Copy all of the entries below word for word, leaving out the pictures.

________________

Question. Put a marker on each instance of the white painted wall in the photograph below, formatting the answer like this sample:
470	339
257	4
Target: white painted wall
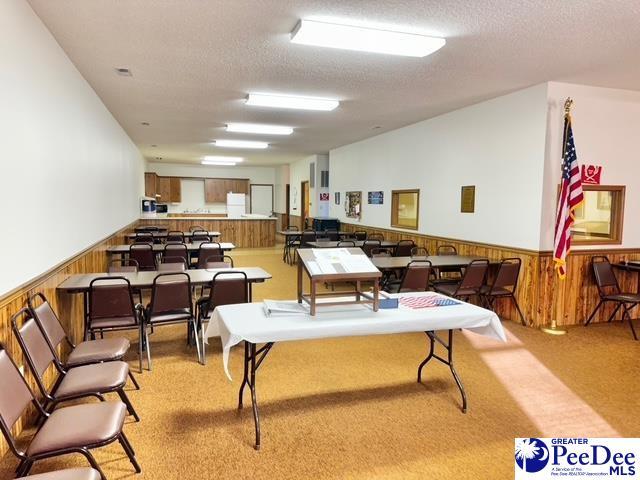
193	189
69	176
606	129
497	145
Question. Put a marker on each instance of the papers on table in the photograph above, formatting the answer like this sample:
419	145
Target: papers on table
274	307
339	260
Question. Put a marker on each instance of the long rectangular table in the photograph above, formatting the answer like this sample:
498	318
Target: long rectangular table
162	234
249	323
159	248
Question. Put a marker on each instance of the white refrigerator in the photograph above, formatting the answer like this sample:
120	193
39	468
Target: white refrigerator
236	205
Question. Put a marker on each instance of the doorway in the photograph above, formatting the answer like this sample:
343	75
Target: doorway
304	202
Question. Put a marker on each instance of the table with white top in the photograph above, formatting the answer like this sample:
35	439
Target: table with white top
249	323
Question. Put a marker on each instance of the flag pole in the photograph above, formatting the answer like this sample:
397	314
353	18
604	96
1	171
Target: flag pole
553	328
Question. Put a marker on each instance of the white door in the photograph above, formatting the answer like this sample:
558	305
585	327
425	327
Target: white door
262	199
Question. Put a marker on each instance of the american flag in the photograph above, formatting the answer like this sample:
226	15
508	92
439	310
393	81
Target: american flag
571	197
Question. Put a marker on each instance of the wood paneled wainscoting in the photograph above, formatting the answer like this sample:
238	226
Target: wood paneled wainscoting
243	233
69	307
541	295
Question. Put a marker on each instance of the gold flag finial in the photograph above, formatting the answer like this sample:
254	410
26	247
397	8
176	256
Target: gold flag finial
567	105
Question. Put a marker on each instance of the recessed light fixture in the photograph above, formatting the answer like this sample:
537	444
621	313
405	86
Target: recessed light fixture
240	144
348	37
258	128
287	101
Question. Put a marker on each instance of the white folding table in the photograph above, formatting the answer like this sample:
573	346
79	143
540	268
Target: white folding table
249	323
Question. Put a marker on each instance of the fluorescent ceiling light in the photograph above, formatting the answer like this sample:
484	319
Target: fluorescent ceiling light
221	164
240	144
258	128
286	101
347	37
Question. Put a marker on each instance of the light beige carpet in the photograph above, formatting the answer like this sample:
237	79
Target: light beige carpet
351	408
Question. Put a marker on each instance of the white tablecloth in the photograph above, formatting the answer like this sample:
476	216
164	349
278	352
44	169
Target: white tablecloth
247	321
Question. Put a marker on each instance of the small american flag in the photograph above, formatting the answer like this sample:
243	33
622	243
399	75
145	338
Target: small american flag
571	197
426	301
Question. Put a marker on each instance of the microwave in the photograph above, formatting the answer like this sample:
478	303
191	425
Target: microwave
162	208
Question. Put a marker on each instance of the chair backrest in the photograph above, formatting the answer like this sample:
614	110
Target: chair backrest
228	288
474	275
15	396
110	297
603	273
416	276
219	262
360	235
175	253
200	236
34	346
403	248
446	250
47	319
120	265
206	250
507	276
346	243
419	252
332	235
170	292
306	237
143	254
369	245
172	264
175	236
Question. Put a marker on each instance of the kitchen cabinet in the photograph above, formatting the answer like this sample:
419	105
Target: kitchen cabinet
150	179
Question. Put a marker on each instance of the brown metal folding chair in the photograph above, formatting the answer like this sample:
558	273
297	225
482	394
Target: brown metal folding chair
75	429
79	382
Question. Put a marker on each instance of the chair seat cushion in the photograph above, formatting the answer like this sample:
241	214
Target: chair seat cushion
451	289
95	351
624	297
79	426
68	474
116	322
497	291
101	377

________________

● **EXERCISE ANSWER**
Question. Put a marker on each instance of the white painted wall in the photograph below, formatting the answer like this sample:
470	339
257	4
Target: white painted wall
193	189
69	176
606	129
497	145
Question. Put a marker on each instance of the papers on table in the photograph above, formatting the answer like this sample:
419	145
Target: papers on table
274	307
339	260
Question. Put a marker on each instance of the long rectangular table in the photograph above, formatting the answer like this sample:
498	318
Target: long rectangular table
162	234
249	323
159	248
Question. Put a marker on each instance of the white refrigerator in the photograph above, formatting the answer like this sample:
120	193
39	468
Target: white refrigerator
236	205
Question. Put a marker on each instance of the doorway in the photograph above, formatting the answer like this sample:
343	75
Target: doorway
304	202
Question. Put a marker on each instance of the table with white top in the photograph above, formatting the answer like this sample:
35	439
Target: table with white top
249	323
Question. Put a marker on each instance of the flag pole in the photograph above, formatting the answer like this sample:
397	314
353	18
604	96
1	171
Target: flag pole
553	328
Question. Put a marker on each instance of the white door in the photograph above, formatting the answer like this sample:
558	305
585	327
425	327
Target: white door
262	199
Question. Put a marker on each instance of the american flag in the photograph above, formatting the answer like this sample:
226	15
508	92
439	310
393	81
Target: american flag
571	197
Question. Put a marker on each instance of the wood paneled wainscoting in the photograph above, formatting the answer like this sample:
238	226
Target: wood paneled wainscoting
243	233
69	307
541	295
Question. Put a marker on each instance of the gold flag finial in the photograph above, formatting the answer like this sample:
254	410
26	247
397	8
176	256
Target: gold flag finial
567	105
Question. Put a marker on each instance of the recessed light fixture in the photograph above, formatting the answer like this sample:
537	444
621	313
405	86
Target: recessed light fixture
240	144
348	37
258	128
287	101
Question. Put a marker on each instance of the white folding table in the photograph above, formatting the answer like this sample:
573	346
79	143
540	268
Target: white folding table
249	323
Question. Put a marker on each instance of the fluorescent ceiling light in the photograph above, formatting the answer like this sample:
484	319
Target: fluorescent ceiling light
221	164
240	144
258	128
286	101
347	37
Question. Put a marker on each instance of the light beige carpet in the photograph above, formatting the answer like this sample:
237	79
Target: light beige carpet
351	408
Question. Put a marker on each instance of the white tablecloth in the photograph above, formatting the answer like this sample:
476	216
164	349
278	352
44	169
Target: white tablecloth
247	321
Question. Put a marker on each instance of the small american flag in the photograph above, formatting the answer like this sample:
243	33
622	243
399	75
145	338
Target: small american flag
571	197
426	301
Question. Put a marker on each instance of the microwave in the photograph above, formatting the answer like this sample:
478	303
191	425
Target: microwave
162	208
Question. Put a marker on each instance of the chair backrest in the photograph above, formatting the answer like this sample:
614	110
Target: chair backrest
228	288
474	275
15	396
110	297
603	273
416	276
219	262
360	235
175	253
200	236
34	346
403	248
446	250
47	319
120	265
206	250
507	276
346	243
419	252
332	235
170	292
306	237
143	254
369	245
172	264
175	236
Question. Put a marker on each instance of the kitchen cabinet in the photograph above, formatting the answer like this sample:
419	105
Target: kitchen cabinet
150	179
Question. Put a marker on each instance of the brown metal folding chair in the photograph above, formatting the answer like this sample:
558	273
297	225
482	394
Target: brown metal folding chair
75	429
79	382
Question. Put a marker on each instance of the chair seat cushion in the photograph above, formatting the answer like this sample:
241	214
Target: chair seat cushion
451	289
95	351
624	297
79	426
68	474
116	322
497	291
101	377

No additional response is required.